WHAT IS REQUIRED: Present the lines that follow as a numbered list, omitting any blank lines.

RECORD EXTRACTS:
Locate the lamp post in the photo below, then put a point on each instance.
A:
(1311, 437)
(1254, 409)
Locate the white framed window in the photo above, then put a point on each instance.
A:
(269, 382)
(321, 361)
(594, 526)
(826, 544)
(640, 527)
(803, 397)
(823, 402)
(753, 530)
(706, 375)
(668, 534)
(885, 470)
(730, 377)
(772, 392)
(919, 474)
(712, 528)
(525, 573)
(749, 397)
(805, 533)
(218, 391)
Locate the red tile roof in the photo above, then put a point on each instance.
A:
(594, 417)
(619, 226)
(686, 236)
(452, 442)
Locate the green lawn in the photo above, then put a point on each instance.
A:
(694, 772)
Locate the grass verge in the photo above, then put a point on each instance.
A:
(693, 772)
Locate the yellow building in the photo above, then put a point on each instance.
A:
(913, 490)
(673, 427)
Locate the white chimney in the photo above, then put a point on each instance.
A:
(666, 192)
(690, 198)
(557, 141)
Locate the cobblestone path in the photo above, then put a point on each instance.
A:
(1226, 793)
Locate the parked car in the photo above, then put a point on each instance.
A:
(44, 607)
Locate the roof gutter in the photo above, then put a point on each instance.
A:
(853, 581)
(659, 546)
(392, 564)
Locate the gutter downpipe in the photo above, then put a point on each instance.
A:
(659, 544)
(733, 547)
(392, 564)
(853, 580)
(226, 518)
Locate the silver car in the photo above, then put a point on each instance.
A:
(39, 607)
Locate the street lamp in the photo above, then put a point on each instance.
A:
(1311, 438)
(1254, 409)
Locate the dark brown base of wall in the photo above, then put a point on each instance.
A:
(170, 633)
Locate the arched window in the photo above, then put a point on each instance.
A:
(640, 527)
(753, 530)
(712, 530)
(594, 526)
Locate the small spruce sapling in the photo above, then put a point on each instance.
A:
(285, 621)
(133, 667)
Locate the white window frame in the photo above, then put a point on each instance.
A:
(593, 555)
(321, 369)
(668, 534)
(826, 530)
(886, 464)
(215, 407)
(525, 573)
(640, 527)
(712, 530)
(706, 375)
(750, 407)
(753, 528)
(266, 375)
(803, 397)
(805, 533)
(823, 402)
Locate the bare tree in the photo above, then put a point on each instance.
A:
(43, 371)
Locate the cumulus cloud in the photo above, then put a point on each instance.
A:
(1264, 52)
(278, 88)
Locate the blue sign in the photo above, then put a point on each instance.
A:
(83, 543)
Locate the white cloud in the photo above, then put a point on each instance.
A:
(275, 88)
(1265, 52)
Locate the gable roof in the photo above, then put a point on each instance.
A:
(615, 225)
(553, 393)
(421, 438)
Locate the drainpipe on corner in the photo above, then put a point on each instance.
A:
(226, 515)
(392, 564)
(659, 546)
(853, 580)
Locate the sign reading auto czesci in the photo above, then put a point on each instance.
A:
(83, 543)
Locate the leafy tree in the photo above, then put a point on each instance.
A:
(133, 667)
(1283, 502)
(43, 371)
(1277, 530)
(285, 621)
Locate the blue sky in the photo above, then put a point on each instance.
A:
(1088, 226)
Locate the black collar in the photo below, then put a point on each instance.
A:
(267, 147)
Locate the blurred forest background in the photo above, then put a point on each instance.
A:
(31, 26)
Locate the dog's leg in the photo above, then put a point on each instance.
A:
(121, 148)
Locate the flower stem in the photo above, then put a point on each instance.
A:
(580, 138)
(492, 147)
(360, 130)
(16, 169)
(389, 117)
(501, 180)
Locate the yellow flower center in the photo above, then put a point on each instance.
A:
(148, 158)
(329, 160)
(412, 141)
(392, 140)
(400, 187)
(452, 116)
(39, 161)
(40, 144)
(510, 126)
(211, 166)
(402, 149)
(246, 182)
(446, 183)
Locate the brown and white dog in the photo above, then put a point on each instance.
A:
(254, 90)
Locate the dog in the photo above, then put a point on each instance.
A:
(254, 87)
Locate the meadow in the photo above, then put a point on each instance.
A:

PROBLEM SOLUTION:
1. Locate the lamp post in the photo below, then put a point on each instance.
2. A:
3. (1311, 437)
4. (1254, 409)
5. Locate the white framed window in the photo above, then put a point on each instance.
6. A:
7. (269, 382)
8. (321, 361)
9. (594, 526)
10. (826, 544)
11. (640, 527)
12. (803, 397)
13. (823, 402)
14. (753, 530)
15. (706, 375)
16. (668, 534)
17. (885, 470)
18. (730, 377)
19. (772, 392)
20. (919, 474)
21. (712, 528)
22. (525, 573)
23. (749, 397)
24. (805, 533)
25. (218, 391)
26. Locate the red tile roof in the photo above, then put a point on each instance.
27. A:
28. (594, 417)
29. (619, 226)
30. (686, 236)
31. (452, 442)
32. Locate the green lawn in the photo above, then put a point on each instance.
33. A:
34. (694, 772)
35. Locate the grass verge in the photo above, then put a point on each instance.
36. A:
37. (693, 772)
38. Locate the yellow building in the photo above, then put a point on each instance.
39. A:
40. (913, 490)
41. (673, 427)
42. Locate the white chimney in the photo above, then put a point on each instance.
43. A:
44. (666, 192)
45. (690, 198)
46. (557, 141)
47. Locate the cobblestone path in the photo above, then put a point on each instance.
48. A:
49. (1226, 793)
50. Locate the parked car in the photo above, then put a point on each instance.
51. A:
52. (44, 607)
53. Locate the roof gutter in the photo above, then put a point on each instance.
54. A:
55. (853, 581)
56. (659, 546)
57. (392, 564)
58. Locate the gutter downpipe in the photo above, then put a point on each instance.
59. A:
60. (659, 544)
61. (733, 547)
62. (392, 564)
63. (853, 580)
64. (226, 518)
65. Locate the silver car in the photo above, then put a point on each instance.
66. A:
67. (39, 607)
68. Locate the street lamp in the photo above, then put a point on each instance.
69. A:
70. (1311, 438)
71. (1254, 409)
72. Locate the dark brown base of wall in the photo above, then put a point on each instance.
73. A:
74. (170, 633)
75. Locate the arched window in the photo above, then put a point on each instance.
76. A:
77. (640, 527)
78. (753, 530)
79. (712, 530)
80. (594, 526)
81. Locate the small spruce sapling in the photo above, then put a point on each instance.
82. A:
83. (285, 621)
84. (133, 667)
85. Locate the white window frame in the photo above, then put a point on each instance.
86. A:
87. (593, 555)
88. (321, 369)
89. (668, 534)
90. (826, 530)
91. (886, 464)
92. (215, 407)
93. (525, 573)
94. (640, 527)
95. (712, 530)
96. (706, 375)
97. (750, 407)
98. (753, 528)
99. (266, 375)
100. (803, 397)
101. (805, 533)
102. (823, 402)
103. Locate the bare tree in the photo above, then put a point on each instance.
104. A:
105. (43, 371)
106. Locate the cumulus cloud in the photo above, then put a point on each instance.
107. A:
108. (1264, 52)
109. (278, 88)
110. Locate the blue sign in the photo above, then put a point on each instance.
111. A:
112. (83, 543)
113. Locate the white cloud in the photo above, then put a point on each instance.
114. A:
115. (275, 88)
116. (1265, 52)
117. Locate the gable roof in the photo above, then put a point on each instance.
118. A:
119. (615, 225)
120. (553, 393)
121. (421, 438)
122. Locate the drainpipe on corner in the photo above, then put a point on each instance.
123. A:
124. (226, 515)
125. (392, 564)
126. (659, 546)
127. (853, 580)
128. Locate the sign reading auto czesci in the photo above, then put a point on each instance.
129. A:
130. (83, 543)
131. Locate the leafy tree in the photo above, then put a point on each instance.
132. A:
133. (133, 667)
134. (1283, 502)
135. (43, 371)
136. (1277, 530)
137. (285, 621)
138. Locate the blue sky in the photo above, then put a point on each instance.
139. A:
140. (1088, 226)
141. Locate the black collar in the photo below, then put a point on each instance.
142. A:
143. (267, 147)
144. Locate the blurred forest background in the photo above, then put a point on each instance.
145. A:
146. (31, 26)
147. Locate the dog's leg in the photo above, then put a point on each instance.
148. A:
149. (121, 148)
150. Locate the flower stem in the photo above, then put a point on each instance.
151. A:
152. (580, 138)
153. (492, 147)
154. (360, 130)
155. (16, 169)
156. (389, 117)
157. (501, 180)
158. Locate the yellow flower center in the photo above, then put a point on each instance.
159. A:
160. (148, 158)
161. (329, 160)
162. (412, 141)
163. (392, 140)
164. (400, 187)
165. (452, 116)
166. (39, 161)
167. (40, 144)
168. (510, 126)
169. (211, 166)
170. (402, 149)
171. (246, 182)
172. (446, 183)
173. Locate the brown and white dog in the photo above, then put a point on each instance.
174. A:
175. (254, 90)
176. Locate the dog in the photo above, then put a point on each instance.
177. A:
178. (254, 87)
179. Locate the meadow in the photo above, then put a point on each instance.
180. A:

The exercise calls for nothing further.